━━━ Data supplied ━━━
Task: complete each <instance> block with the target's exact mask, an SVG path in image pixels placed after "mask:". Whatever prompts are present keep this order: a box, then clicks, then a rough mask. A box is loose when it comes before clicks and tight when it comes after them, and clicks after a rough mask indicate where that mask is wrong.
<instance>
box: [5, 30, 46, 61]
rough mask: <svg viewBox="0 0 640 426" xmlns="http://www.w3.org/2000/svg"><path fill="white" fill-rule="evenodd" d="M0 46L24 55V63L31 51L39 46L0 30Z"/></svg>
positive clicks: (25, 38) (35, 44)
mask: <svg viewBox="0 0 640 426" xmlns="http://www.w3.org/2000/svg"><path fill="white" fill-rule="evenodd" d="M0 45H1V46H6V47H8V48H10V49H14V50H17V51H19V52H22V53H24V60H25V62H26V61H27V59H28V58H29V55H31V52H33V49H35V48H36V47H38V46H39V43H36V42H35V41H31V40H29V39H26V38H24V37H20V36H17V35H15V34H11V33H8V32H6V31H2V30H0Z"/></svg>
━━━
* [Description of the task] Render the data above as a JSON list of strings, with one string per line and no blank lines.

* [Task answer]
[
  "Task: complete each <instance> block with the target's exact mask, an SVG path in image pixels placed after \"mask:\". Whatever prompts are present keep this order: a box, then clicks, then a rough mask. A box is loose when it comes before clicks and tight when it comes after them, and clicks after a rough mask indicate where that mask is wrong.",
  "<instance>",
  "box: [5, 30, 46, 61]",
  "rough mask: <svg viewBox=\"0 0 640 426\" xmlns=\"http://www.w3.org/2000/svg\"><path fill=\"white\" fill-rule=\"evenodd\" d=\"M0 46L24 55V63L31 51L39 46L0 30Z\"/></svg>",
  "positive clicks: (25, 38) (35, 44)",
  "mask: <svg viewBox=\"0 0 640 426\" xmlns=\"http://www.w3.org/2000/svg\"><path fill=\"white\" fill-rule=\"evenodd\" d=\"M0 45H1V46H6V47H8V48H10V49H14V50H17V51H19V52H22V53H24V60H25V62H26V61H27V59H28V58H29V55H31V52H33V49H35V48H36V47H38V46H39V43H36V42H35V41H31V40H29V39H26V38H24V37H20V36H17V35H15V34H11V33H8V32H6V31H2V30H0Z\"/></svg>"
]